Extract provided:
(begin)
Re: [Corpora-List] multilingual comparable corpora

From: Linguistic Data Consortium (ldc@ldc.upenn.edu)
Date: Wed Feb 02 2005 - 18:17:49 MET

  • Next message: Valia Kordoni: "[Corpora-List] [sem] Last CfP: Int. Conf. on Head-Driven Phrase Structure Grammar"

    I would just like to make a correction to the earlier post. You do not
    need to be a member of the LDC to license the TDT and Broadcast News data.

    A few LDC corpora that fit the bill include:

    LDC94T5 ECI Multilingual Text
    LDC94T4A UN Parallel Text (Complete)
    LDC95T20 Hansard French/English
    LDC2001T57 TDT2 Multilanguage Text Version 4.0
    LDC2001T57 TDT3 Multilanguage Text Version 2.0
    LDC2004T08 Hong Kong Parallel Text - note - this does require membership
    LDC2004T18 Arabic English Parallel News Part 1

    Information on the above is available at:

    http://www.ldc.upenn.edu/Catalog/ByYear.jsp

    Best,

    Ilya

    pascale@cs.ust.hk wrote:

    >Try TDT data and Broadcast News from the LDC. You must be an LDC member to
    >license the corpora.
(end)
Listing:
(begin)
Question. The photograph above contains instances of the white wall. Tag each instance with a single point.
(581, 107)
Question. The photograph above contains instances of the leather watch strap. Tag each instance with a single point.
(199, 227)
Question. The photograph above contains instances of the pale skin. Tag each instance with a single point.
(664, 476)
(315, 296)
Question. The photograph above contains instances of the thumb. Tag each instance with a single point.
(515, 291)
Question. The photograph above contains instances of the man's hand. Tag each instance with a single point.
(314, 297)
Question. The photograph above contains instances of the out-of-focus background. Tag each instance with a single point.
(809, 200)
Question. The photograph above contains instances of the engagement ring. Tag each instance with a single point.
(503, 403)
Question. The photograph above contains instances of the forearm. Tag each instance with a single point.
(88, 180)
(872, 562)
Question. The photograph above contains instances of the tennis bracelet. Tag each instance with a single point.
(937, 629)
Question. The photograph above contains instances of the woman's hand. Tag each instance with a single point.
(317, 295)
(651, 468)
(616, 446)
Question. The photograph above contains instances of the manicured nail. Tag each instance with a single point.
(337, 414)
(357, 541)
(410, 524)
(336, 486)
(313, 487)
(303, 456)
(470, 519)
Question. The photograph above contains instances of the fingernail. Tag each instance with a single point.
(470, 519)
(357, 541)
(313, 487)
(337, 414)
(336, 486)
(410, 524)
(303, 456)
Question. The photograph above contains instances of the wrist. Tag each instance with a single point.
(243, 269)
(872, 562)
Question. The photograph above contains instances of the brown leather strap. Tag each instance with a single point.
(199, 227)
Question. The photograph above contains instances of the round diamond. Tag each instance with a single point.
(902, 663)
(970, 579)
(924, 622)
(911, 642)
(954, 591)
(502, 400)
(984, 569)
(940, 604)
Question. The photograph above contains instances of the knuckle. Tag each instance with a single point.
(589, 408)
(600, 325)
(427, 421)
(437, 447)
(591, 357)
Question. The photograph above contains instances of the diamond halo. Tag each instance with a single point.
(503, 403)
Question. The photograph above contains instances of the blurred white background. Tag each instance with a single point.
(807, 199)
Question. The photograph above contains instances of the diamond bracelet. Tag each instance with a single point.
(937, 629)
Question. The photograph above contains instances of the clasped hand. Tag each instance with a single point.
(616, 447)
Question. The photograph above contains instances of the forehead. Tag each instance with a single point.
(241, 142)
(end)
Problems and tasks:
[a] In the mailing list reply, what reason does the text give for the sender opening with a correction?
[b] Convert the listing, starting with the line containing "the diamond bracelet." and going on through the end of the listing, into a two-column CSV with the columns text and point. Make one row for each line beginning with "Question.", and put each value in one quoted field with any line breaks turned into spaces.

Task-by-task results:
[a] The earlier post quoted at the bottom said that one must be an LDC member to license the TDT and Broadcast News corpora. The sender corrects this: membership is not needed to license that data.

[b]
text,point
"Question. The photograph above contains instances of the diamond bracelet. Tag each instance with a single point.","(937, 629)"
"Question. The photograph above contains instances of the clasped hand. Tag each instance with a single point.","(616, 447)"
"Question. The photograph above contains instances of the forehead. Tag each instance with a single point.","(241, 142)"